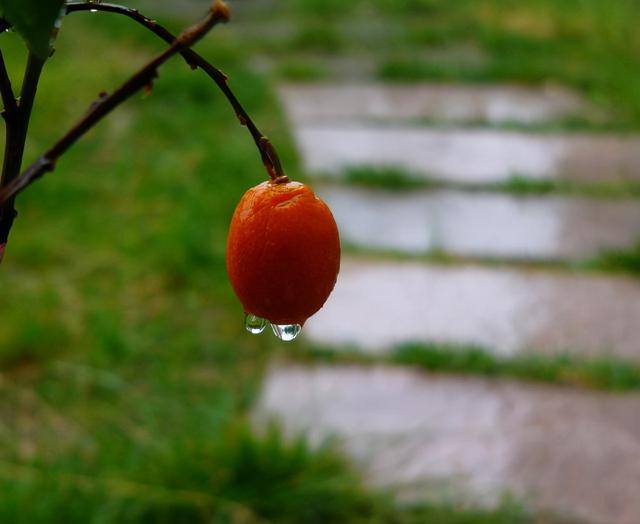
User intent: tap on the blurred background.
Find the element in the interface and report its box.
[0,0,640,524]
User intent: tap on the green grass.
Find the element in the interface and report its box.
[0,0,637,524]
[580,240,640,275]
[322,166,640,199]
[296,343,640,392]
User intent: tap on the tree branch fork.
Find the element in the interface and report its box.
[0,0,284,261]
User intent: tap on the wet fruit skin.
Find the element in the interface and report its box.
[227,180,340,325]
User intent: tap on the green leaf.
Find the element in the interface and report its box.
[0,0,64,60]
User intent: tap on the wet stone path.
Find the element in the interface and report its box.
[256,365,640,524]
[254,80,640,524]
[304,258,640,360]
[316,185,640,260]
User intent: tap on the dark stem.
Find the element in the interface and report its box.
[66,2,284,180]
[0,53,44,261]
[0,0,228,209]
[0,51,18,117]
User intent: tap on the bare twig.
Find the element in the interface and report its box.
[0,0,229,205]
[66,2,284,180]
[0,51,18,115]
[0,53,44,262]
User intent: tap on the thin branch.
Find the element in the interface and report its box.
[66,2,284,180]
[0,0,229,205]
[0,51,18,115]
[0,53,44,255]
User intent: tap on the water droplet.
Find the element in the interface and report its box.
[271,324,302,342]
[244,313,267,335]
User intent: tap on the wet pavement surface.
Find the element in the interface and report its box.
[303,258,640,361]
[294,124,640,184]
[317,185,640,260]
[278,83,589,125]
[255,365,640,524]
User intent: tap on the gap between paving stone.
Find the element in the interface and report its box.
[317,185,640,260]
[294,124,640,184]
[303,257,640,361]
[255,365,640,524]
[278,83,595,125]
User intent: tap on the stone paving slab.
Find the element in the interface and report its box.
[278,83,593,125]
[256,365,640,524]
[294,124,640,184]
[316,186,640,260]
[303,257,640,360]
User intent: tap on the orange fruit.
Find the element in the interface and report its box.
[227,177,340,325]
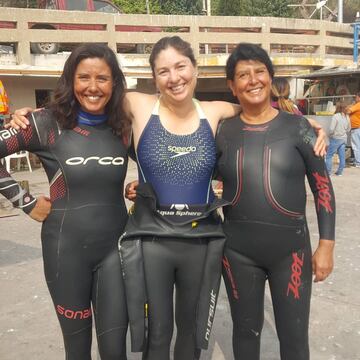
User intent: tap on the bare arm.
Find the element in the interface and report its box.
[307,119,327,157]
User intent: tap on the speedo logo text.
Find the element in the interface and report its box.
[168,145,197,159]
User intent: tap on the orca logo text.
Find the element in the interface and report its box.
[66,156,124,166]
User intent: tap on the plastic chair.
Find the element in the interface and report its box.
[5,150,32,173]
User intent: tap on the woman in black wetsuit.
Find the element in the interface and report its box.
[217,44,335,360]
[0,44,130,360]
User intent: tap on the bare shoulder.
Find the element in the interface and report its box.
[125,91,157,108]
[200,101,241,126]
[124,91,157,122]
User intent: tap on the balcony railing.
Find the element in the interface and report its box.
[0,8,353,73]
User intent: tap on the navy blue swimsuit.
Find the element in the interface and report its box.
[137,101,216,205]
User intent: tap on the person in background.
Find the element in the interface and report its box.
[0,80,10,128]
[0,44,130,360]
[325,101,351,176]
[8,36,330,360]
[217,43,335,360]
[271,77,302,115]
[346,91,360,168]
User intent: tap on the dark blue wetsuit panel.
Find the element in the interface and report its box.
[217,112,335,360]
[0,110,127,360]
[137,102,216,360]
[137,99,216,205]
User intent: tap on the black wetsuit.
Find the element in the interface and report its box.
[0,110,127,360]
[137,102,216,360]
[217,112,335,360]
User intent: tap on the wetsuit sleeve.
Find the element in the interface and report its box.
[298,119,335,240]
[213,120,226,181]
[0,117,40,214]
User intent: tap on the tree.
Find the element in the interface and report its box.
[114,0,160,14]
[213,0,293,17]
[114,0,202,15]
[159,0,202,15]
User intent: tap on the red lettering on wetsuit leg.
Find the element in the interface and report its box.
[286,253,304,299]
[313,172,333,213]
[222,256,239,300]
[56,305,91,320]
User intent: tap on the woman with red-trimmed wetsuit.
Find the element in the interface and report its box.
[217,43,335,360]
[0,44,129,360]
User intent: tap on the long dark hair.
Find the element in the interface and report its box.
[49,43,131,139]
[271,77,298,114]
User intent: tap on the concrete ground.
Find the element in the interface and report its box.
[0,163,360,360]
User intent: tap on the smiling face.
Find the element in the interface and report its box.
[74,58,113,115]
[228,60,271,110]
[154,47,197,102]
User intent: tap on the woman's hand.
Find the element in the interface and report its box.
[125,180,139,201]
[29,195,51,222]
[312,239,335,282]
[307,119,328,157]
[5,107,33,130]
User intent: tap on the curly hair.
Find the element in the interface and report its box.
[48,43,131,140]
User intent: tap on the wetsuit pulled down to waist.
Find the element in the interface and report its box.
[119,184,225,352]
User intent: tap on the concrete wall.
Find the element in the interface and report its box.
[1,76,57,112]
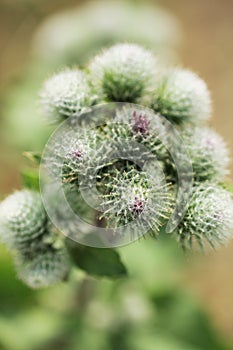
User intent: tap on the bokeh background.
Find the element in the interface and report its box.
[0,0,233,350]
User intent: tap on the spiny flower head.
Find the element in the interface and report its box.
[98,167,171,233]
[89,44,157,103]
[0,190,48,249]
[132,111,150,137]
[40,69,96,123]
[182,127,230,181]
[151,69,211,124]
[176,182,233,250]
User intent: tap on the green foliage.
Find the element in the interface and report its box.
[67,242,127,278]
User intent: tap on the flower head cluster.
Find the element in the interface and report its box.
[0,44,233,287]
[39,44,231,252]
[0,190,70,288]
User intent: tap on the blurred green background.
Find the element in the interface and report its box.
[0,0,233,350]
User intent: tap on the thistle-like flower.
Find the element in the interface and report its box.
[40,69,96,123]
[89,44,158,103]
[175,182,233,250]
[151,69,211,124]
[98,167,171,234]
[183,127,230,182]
[0,190,48,249]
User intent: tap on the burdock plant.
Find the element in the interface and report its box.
[0,44,233,287]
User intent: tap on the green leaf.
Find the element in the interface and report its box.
[67,240,127,278]
[21,169,40,191]
[220,180,233,193]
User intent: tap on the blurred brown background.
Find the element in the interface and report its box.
[0,0,233,339]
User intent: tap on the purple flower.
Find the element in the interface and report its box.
[132,111,149,136]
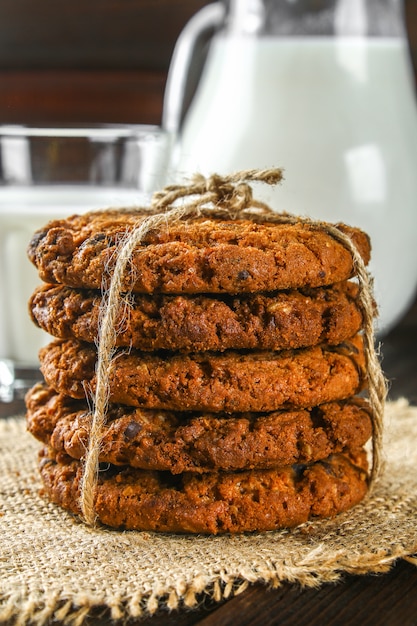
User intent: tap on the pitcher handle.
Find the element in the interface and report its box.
[162,2,226,134]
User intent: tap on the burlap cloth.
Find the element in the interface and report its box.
[0,400,417,625]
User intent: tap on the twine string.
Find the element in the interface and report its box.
[80,169,386,526]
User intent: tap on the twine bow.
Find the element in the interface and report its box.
[80,169,387,526]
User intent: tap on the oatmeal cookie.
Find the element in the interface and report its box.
[39,335,365,413]
[40,449,367,534]
[29,282,362,352]
[28,209,370,294]
[27,384,372,474]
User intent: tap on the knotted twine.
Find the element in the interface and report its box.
[80,169,387,526]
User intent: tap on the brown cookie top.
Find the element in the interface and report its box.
[39,335,365,413]
[40,450,367,534]
[28,210,370,293]
[26,384,372,474]
[29,282,362,352]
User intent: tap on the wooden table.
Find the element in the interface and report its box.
[0,300,417,626]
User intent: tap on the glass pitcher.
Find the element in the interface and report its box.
[164,0,417,332]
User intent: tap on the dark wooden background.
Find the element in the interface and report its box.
[0,0,417,124]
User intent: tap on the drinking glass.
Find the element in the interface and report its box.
[0,125,171,402]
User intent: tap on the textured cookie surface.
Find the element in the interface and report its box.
[27,384,372,474]
[40,450,367,534]
[39,336,364,412]
[29,282,362,352]
[28,210,370,294]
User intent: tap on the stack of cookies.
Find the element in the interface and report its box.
[27,209,372,534]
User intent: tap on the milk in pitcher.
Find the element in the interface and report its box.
[176,34,417,330]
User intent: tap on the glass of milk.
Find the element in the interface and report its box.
[164,0,417,333]
[0,125,171,402]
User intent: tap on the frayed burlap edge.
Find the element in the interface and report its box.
[0,400,417,626]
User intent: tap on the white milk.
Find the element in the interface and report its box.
[0,186,145,367]
[178,37,417,330]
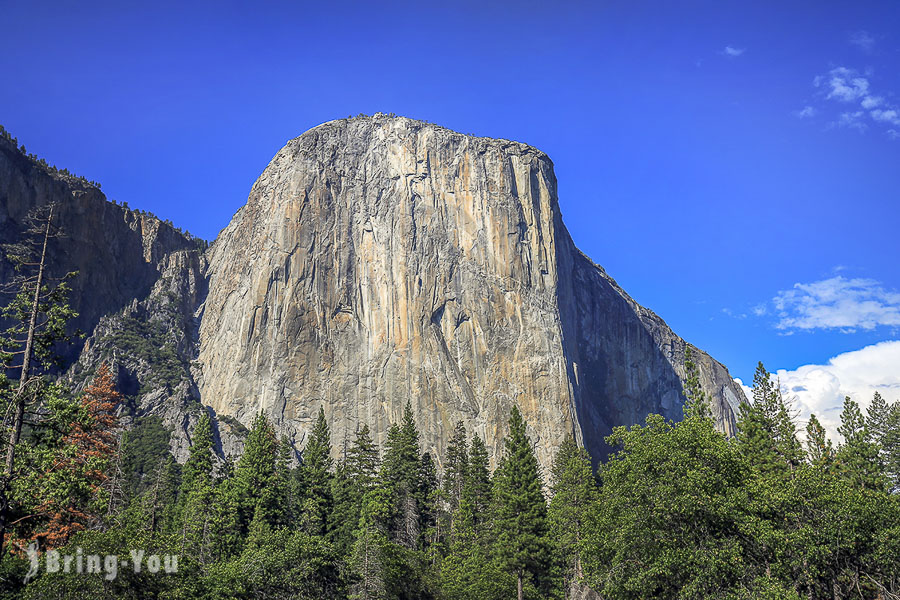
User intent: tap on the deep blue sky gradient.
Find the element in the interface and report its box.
[0,0,900,381]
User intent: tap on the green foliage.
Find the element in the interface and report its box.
[298,407,334,535]
[585,415,748,599]
[837,396,886,490]
[493,406,549,588]
[737,363,803,474]
[548,438,596,582]
[806,415,834,467]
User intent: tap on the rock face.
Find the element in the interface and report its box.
[196,115,742,466]
[0,115,742,467]
[0,130,232,460]
[0,136,196,350]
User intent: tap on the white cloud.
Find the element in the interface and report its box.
[837,110,869,131]
[768,341,900,441]
[869,108,900,125]
[772,275,900,332]
[860,96,884,110]
[850,31,875,52]
[817,67,869,102]
[812,67,900,139]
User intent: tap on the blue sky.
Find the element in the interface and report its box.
[0,0,900,434]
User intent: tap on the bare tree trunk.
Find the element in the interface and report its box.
[0,205,53,560]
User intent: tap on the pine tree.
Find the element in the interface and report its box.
[29,364,122,548]
[866,392,891,444]
[350,488,392,600]
[548,439,599,587]
[837,396,886,490]
[181,411,213,498]
[178,411,214,565]
[737,363,803,475]
[463,435,493,533]
[494,406,548,600]
[806,415,834,467]
[0,204,78,560]
[330,425,379,554]
[443,421,469,513]
[381,401,422,549]
[881,402,900,492]
[299,407,333,535]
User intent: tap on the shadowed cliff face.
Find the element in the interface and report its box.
[0,115,742,468]
[0,137,192,358]
[199,115,741,466]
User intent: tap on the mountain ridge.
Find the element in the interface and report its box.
[0,114,742,467]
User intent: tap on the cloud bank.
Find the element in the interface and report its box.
[772,275,900,332]
[808,66,900,140]
[736,341,900,442]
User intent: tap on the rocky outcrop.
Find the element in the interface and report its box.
[195,115,742,465]
[0,115,742,466]
[0,130,233,460]
[0,131,198,351]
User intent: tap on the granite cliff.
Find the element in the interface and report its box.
[0,115,742,465]
[198,115,742,465]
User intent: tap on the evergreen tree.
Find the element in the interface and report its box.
[837,396,886,490]
[548,438,596,588]
[179,411,214,566]
[181,411,213,499]
[0,204,78,560]
[582,415,748,600]
[806,415,834,467]
[299,407,333,535]
[444,421,469,513]
[20,364,122,548]
[330,425,379,554]
[684,346,712,417]
[350,488,392,600]
[494,406,548,600]
[866,392,891,444]
[737,363,803,475]
[881,402,900,492]
[463,435,493,533]
[381,401,422,549]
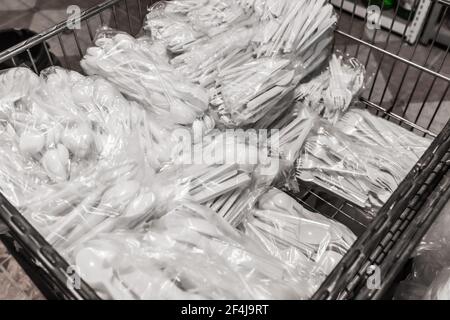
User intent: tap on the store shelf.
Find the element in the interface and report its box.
[331,0,432,44]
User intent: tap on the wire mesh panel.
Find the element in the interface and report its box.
[0,0,450,298]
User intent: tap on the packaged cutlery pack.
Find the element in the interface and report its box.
[81,28,208,125]
[0,68,158,247]
[144,0,336,127]
[242,188,356,278]
[295,52,367,124]
[394,205,450,300]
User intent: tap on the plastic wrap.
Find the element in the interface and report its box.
[154,131,279,226]
[243,189,356,282]
[211,58,298,126]
[336,108,431,161]
[67,204,320,299]
[295,53,365,124]
[144,0,251,54]
[1,68,143,201]
[142,0,336,127]
[81,28,208,124]
[297,120,416,214]
[394,206,450,300]
[0,68,154,249]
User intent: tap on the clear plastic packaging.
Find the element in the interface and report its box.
[0,68,154,249]
[243,189,356,282]
[70,203,320,299]
[336,108,431,162]
[142,0,336,127]
[144,0,251,54]
[295,53,365,124]
[297,120,417,214]
[154,131,279,226]
[394,205,450,300]
[81,28,208,124]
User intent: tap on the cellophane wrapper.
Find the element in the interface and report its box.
[394,205,450,300]
[297,115,425,216]
[69,203,320,300]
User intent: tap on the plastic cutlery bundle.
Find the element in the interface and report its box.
[1,68,146,205]
[142,0,336,127]
[336,108,431,162]
[144,0,252,54]
[81,28,208,124]
[243,189,356,282]
[297,120,414,214]
[154,131,279,226]
[70,204,313,299]
[211,58,298,127]
[394,210,450,300]
[295,54,365,123]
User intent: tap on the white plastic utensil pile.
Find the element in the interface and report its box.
[0,0,436,299]
[297,109,430,214]
[145,0,336,127]
[73,204,313,299]
[243,189,356,276]
[0,68,158,252]
[0,68,146,205]
[295,54,365,123]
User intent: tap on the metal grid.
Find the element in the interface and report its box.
[0,0,450,298]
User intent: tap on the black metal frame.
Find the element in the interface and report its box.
[0,0,450,299]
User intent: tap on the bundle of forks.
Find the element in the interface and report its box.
[243,188,356,278]
[145,0,336,127]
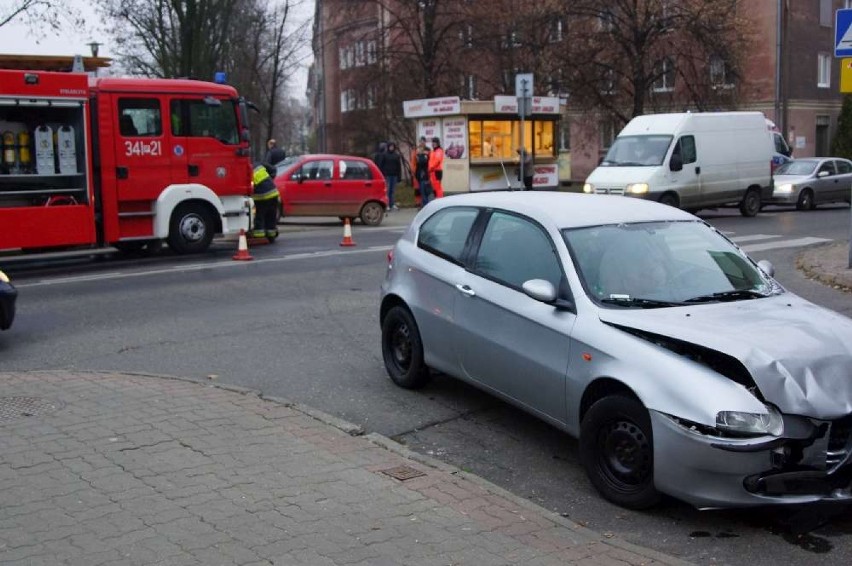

┄┄┄┄┄┄┄┄┄┄┄┄┄┄┄┄┄┄┄┄

▶ [Given problem]
Please render the stretch of records from the line containing "User intent: tap on the bare twig." through the line containing "[0,53,44,255]" as a JSON list of strings, with one string per line and blank lines left out.

▶ [Completed exercise]
[
  "User intent: tap on the bare twig.",
  "Find the element in the interface and report its box.",
  "[0,0,229,205]",
  "[66,2,284,180]",
  "[0,51,18,115]",
  "[0,53,44,262]",
  "User intent: tap on the thin branch.",
  "Find the element in the interface and report its box.",
  "[66,2,284,180]",
  "[0,0,229,205]",
  "[0,51,18,115]",
  "[0,53,44,255]"
]